> [YOUR OBJECTIVE]: Copy everything from "The seventh grader" down to "waving the lollipop." in the passage about Gabe Deely, substituting "student" for "seventh grader".

> [SELECTED EXTRACT]:
++++++

How Could You? Hall of Shame-Ethiopian Adoptee Gabe Deely case-Child Death

By on 1-13-2020 in Adoptee, Ethiopia, Gabe Deely, How could you? Hall of Shame, Illinois, International Adoption, Suicide

How Could You? Hall of Shame-Ethiopian Adoptee Gabe Deely case-Child Death

From Chicago, Illinois, 12-year-old Ethiopian adoptee Gabe Deely killed himself on November 14, 2018.

“In his last school play performance, 12-year-old Gabe Deely played a member of the Lollipop Guild in the “The Wizard of Oz,” waving a giant lollipop while wearing a brightly colored costume topped off with a red hat adorned with a yellow flower.

The seventh grader at St. Clement Catholic School in Chicago loved theater and choir. He approached his Lollipop Guild part with seriousness, but had fun with the somewhat whimsical role. He was a little nervous before the show, but his older sister, who played Auntie Em, was there with him.

His family remembers him that night as a happy kid, doing a goofy dance and waving the lollipop.

Months later, just before Thanksgiving 2018, Gabe died of suicide.

++++++

(Stored data entries)
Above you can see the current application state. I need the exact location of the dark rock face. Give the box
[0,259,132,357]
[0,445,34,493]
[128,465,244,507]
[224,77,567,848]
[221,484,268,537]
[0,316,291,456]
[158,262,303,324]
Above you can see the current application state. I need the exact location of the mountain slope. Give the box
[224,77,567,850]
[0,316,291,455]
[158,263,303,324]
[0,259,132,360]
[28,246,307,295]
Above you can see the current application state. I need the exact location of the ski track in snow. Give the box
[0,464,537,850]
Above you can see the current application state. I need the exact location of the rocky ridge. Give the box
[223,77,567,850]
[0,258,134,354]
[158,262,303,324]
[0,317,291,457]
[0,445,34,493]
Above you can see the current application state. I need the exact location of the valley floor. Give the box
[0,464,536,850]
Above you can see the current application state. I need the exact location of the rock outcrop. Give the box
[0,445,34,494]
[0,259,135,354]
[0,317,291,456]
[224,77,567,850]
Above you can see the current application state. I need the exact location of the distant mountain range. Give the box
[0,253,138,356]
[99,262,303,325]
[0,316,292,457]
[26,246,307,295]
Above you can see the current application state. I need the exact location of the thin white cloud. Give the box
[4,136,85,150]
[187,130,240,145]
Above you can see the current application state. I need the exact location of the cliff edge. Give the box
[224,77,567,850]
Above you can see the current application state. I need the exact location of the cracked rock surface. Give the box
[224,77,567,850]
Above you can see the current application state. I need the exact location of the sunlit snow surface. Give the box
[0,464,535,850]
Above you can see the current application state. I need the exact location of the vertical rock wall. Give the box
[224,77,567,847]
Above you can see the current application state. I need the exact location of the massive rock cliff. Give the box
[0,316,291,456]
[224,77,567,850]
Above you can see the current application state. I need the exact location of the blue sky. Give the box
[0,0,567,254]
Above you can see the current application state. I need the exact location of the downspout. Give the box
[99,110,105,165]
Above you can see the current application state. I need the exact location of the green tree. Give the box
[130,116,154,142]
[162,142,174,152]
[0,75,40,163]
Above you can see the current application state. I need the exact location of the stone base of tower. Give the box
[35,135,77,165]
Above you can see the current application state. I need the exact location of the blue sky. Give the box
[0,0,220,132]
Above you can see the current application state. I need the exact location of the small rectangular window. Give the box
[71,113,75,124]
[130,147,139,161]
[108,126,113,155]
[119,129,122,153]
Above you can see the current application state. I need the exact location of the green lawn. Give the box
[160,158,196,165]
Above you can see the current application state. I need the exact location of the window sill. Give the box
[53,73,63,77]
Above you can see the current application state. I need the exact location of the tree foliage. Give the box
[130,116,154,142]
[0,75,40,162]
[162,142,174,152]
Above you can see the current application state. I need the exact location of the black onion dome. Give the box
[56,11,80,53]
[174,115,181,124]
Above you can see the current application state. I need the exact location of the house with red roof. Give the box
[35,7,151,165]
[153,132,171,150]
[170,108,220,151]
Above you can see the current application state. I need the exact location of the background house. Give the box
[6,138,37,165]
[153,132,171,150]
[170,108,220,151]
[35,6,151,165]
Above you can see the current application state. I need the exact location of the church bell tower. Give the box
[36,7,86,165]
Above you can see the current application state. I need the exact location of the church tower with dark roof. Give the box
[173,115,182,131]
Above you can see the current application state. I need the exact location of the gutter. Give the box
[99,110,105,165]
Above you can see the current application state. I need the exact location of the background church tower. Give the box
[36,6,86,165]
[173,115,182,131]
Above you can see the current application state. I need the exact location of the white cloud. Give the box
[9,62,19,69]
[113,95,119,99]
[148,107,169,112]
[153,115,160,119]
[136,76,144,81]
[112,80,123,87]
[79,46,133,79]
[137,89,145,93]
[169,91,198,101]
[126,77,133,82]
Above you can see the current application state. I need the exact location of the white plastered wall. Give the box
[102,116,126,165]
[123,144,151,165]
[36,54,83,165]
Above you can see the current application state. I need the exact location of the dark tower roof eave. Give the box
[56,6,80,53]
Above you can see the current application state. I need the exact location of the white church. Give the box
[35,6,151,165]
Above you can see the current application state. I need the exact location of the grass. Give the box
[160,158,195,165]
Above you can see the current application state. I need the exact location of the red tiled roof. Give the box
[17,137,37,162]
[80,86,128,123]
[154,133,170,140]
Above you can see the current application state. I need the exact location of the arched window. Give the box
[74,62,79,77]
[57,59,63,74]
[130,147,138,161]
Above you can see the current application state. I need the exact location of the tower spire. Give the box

++++++

> [RESPONSE FOR THIS EXERCISE]:
The student at St. Clement Catholic School in Chicago loved theater and choir. He approached his Lollipop Guild part with seriousness, but had fun with the somewhat whimsical role. He was a little nervous before the show, but his older sister, who played Auntie Em, was there with him.

His family remembers him that night as a happy kid, doing a goofy dance and waving the lollipop.